■ Stated problem ■
Retype the whole listing, please, keeping every line exact and dropping the pictures.

■ Items ■
[start]
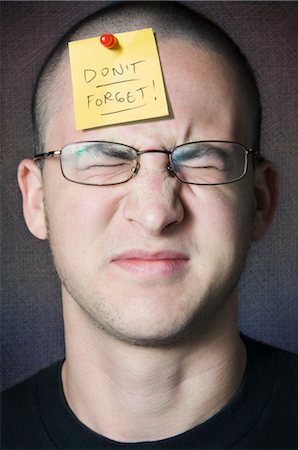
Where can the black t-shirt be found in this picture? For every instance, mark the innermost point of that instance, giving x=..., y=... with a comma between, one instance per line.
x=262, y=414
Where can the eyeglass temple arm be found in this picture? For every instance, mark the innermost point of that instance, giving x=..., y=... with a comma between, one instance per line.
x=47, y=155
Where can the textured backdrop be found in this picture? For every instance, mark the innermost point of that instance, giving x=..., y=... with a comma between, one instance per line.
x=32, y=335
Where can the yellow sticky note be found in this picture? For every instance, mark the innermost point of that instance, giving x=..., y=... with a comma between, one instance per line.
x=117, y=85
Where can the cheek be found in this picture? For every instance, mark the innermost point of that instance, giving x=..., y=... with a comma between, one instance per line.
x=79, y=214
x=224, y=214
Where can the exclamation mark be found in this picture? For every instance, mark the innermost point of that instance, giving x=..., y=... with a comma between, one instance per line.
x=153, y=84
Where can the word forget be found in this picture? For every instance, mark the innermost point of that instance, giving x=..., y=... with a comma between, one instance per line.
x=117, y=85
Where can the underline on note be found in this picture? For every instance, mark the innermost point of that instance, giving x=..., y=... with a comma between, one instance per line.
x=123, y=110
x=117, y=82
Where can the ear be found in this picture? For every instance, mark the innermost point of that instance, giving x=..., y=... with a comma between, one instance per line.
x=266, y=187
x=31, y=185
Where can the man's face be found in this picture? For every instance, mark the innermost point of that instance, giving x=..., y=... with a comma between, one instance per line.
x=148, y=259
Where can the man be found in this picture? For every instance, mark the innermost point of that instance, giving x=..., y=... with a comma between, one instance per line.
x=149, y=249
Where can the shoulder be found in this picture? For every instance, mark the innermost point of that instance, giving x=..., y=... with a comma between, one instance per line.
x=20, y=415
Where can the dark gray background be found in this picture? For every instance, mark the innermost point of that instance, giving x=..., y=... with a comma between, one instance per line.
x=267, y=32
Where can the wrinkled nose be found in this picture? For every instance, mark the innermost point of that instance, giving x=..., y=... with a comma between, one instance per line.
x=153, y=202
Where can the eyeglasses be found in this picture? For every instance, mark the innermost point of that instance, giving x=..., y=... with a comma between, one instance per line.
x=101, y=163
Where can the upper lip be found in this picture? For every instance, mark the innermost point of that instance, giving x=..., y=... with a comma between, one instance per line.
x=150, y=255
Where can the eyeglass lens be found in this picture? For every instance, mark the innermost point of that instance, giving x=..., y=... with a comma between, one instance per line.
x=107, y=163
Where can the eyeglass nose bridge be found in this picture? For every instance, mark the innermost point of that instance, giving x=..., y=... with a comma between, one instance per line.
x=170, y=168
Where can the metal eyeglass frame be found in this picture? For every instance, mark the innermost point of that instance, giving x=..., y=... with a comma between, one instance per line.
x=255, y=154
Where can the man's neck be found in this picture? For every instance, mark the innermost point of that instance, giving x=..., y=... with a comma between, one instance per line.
[end]
■ Complete output ■
Where can the black t-shirt be found in this picture? For every instance, mark the innermost point of that instance, giving x=..., y=... with a comma between, one instance per line.
x=262, y=414
Where can the eyeglass temple arm be found in this picture? For every instance, mark the innermost point of that instance, giving x=..., y=... with a comma between, one instance per line.
x=47, y=155
Where can the textured backdrop be found in this picture? For every instance, mark the innermost point of that instance, giving x=..., y=... with a comma between, one instance per line.
x=32, y=335
Where can the yellow sticky note be found in this picture? For every instance, mark the innermost point of that instance, giving x=..., y=... with a comma between, one instance per line.
x=117, y=85
Where can the cheek be found in this picture? For every instance, mark the innermost point of that instance, giving x=..., y=... with a comma between, one instance per line.
x=79, y=214
x=224, y=214
Where can the exclamation mark be found in this picture? For every instance, mark the innermost point of that instance, giving x=..., y=... with a comma between, one instance per line.
x=153, y=84
Where can the word forget be found in this picture? For every instance, mark the innermost point of that instance, giving x=..., y=... with a comma between, one instance per line.
x=117, y=85
Where can the underline on note be found in this picture? For every instance, mark the innermost point of that instance, giving x=..., y=... with a comma between, one instance per line.
x=123, y=110
x=117, y=82
Where can the ear be found in this picture? For every instance, mark the innermost point of that instance, giving x=..., y=... with a comma between, one instance per line.
x=266, y=187
x=31, y=185
Where can the man's face be found in this picture? For every instance, mark the innermost point of that instance, giving x=..., y=... with a comma between, one instance per line.
x=148, y=259
Where can the man be found in this picture? For every instance, mark the innermost point of that instance, giving x=..., y=... with a comma between, one instance per line.
x=149, y=249
Where can the shoulder be found in this picture? For every instance, mark the innermost point of that instance, giving x=..., y=... with a comma between, one instance per line.
x=20, y=415
Where can the dark gray background be found in this picture? For every instance, mark the innermost point of that instance, giving x=..., y=... with a comma between, one instance per line.
x=267, y=32
Where can the wrinkled nose be found in this picture? For every instance, mark the innermost point of that instance, giving x=..., y=... with a comma between, one instance per line.
x=153, y=202
Where can the eyeglasses be found in this picture? For every instance, mark the innermost point of that instance, giving x=..., y=... with a comma between, one instance per line.
x=101, y=163
Where can the upper lip be found in this picture? For every instance, mark the innermost point of that instance, giving x=..., y=... with a comma between, one instance per line.
x=150, y=255
Where can the eyeglass lens be found in this picture? For every instance, mark the innermost point of that instance, giving x=..., y=... with a comma between, one instance per line.
x=107, y=163
Where can the eyeglass nose bridge be found in this picture? For every instance, mark the innermost point of that instance, giving x=..., y=... with a comma between, one instance per line.
x=170, y=168
Where can the metal eyeglass frame be found in this picture? For every instance, mark the innermost point of that instance, giving x=..., y=... with a comma between, one instance per line.
x=255, y=154
Where can the man's neck be found in this picture? For every instance, mark the innermost point of that instance, giving x=..., y=... with a comma between, one instance per line.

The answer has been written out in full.